## start Records supplied
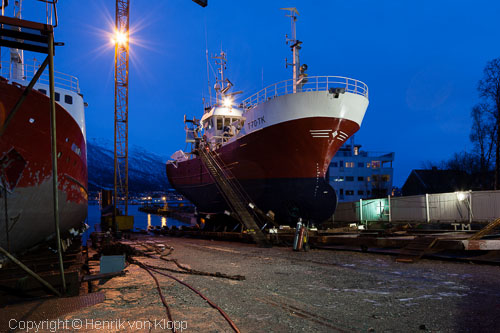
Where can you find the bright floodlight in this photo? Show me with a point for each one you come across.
(461, 196)
(227, 102)
(119, 38)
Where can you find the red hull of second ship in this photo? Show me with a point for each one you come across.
(26, 167)
(282, 167)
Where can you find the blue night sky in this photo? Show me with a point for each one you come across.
(420, 59)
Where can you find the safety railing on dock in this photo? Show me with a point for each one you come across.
(314, 83)
(26, 71)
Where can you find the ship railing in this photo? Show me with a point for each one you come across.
(314, 83)
(26, 71)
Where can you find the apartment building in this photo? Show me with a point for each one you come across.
(356, 174)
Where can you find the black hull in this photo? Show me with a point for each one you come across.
(311, 199)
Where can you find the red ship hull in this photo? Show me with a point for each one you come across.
(26, 169)
(282, 167)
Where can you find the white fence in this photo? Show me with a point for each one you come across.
(314, 83)
(463, 207)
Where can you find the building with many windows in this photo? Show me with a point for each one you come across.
(356, 174)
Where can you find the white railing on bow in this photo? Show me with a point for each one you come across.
(314, 83)
(61, 80)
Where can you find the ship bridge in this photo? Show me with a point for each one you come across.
(222, 123)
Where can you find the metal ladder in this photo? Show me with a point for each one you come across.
(233, 194)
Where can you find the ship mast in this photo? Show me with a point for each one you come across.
(294, 45)
(222, 85)
(16, 55)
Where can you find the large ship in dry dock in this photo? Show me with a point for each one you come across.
(277, 143)
(25, 154)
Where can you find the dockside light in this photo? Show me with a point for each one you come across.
(119, 38)
(227, 102)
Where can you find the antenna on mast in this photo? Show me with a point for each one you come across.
(16, 55)
(299, 75)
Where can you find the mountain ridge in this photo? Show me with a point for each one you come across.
(146, 169)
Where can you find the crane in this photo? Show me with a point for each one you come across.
(121, 40)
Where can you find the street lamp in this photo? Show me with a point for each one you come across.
(119, 38)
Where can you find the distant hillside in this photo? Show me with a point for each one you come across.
## end Records supplied
Exercise instructions: Transcribe the preceding listing in its entirety and with exact wording, leaving out pictures.

Result of this task:
Where can you find the bright floodlight in this photo? Show me with a point for each one you come across.
(461, 196)
(227, 102)
(119, 38)
Where can you find the red hull of second ship in this photo? Show me with a point for each one you come across.
(26, 167)
(282, 167)
Where can you find the blue night sky in this photo? Show me with a point for each one you come across.
(420, 59)
Where can you find the safety railing on dock in this photo? Show me with a point for each one you come across.
(314, 83)
(26, 71)
Where can you find the ship railing in this photo? Show me with a point for each one you come across.
(314, 83)
(26, 71)
Where can you find the apartment building in this photo? Show me with a point for each one you come across.
(356, 174)
Where can you find the black hull in this photo? Show me with a point for each one you come across.
(311, 199)
Where can you find the red ship hull in this photo? Show me with a point for each one you come across.
(26, 169)
(282, 167)
Where can you find the white fence in this photo? Show me with a point for each one you come across.
(314, 83)
(463, 207)
Where can you find the building with many windows in this photo? Show me with a point for each one you come across.
(356, 174)
Where can you find the white railing on bow in this photo? Show me with a point for each one you come across.
(314, 83)
(61, 80)
Where can you find the ship bridge in this photo? Show me with a point for each one you come across.
(222, 123)
Where can you find the metal ladder in this photo? Show me with a point for each one you come across.
(233, 194)
Where can you find the ship mast in this photo? Show me with a point for each one you come across.
(294, 45)
(222, 85)
(16, 55)
Where can you find the large ship in dry dock in this photo? Show me with a point for each one you come across.
(277, 143)
(25, 154)
Where can you find the dockside light in this photo? Show me with a point for each one you come across.
(119, 38)
(227, 102)
Where can you find the antenna on mast in this photo? Show me with a point for each one you come across.
(16, 55)
(299, 75)
Where can you find the mountain ridge in this photo? Show me with a point for each one you come across.
(146, 169)
Where can you find the crane in this photo? Show me with a point for each one you come across.
(121, 40)
Where can you find the street lamp in this photo? Show me with a point for each one you come across.
(119, 38)
Where can you find the distant hillside in this photo? Show me with a point for each one you come across.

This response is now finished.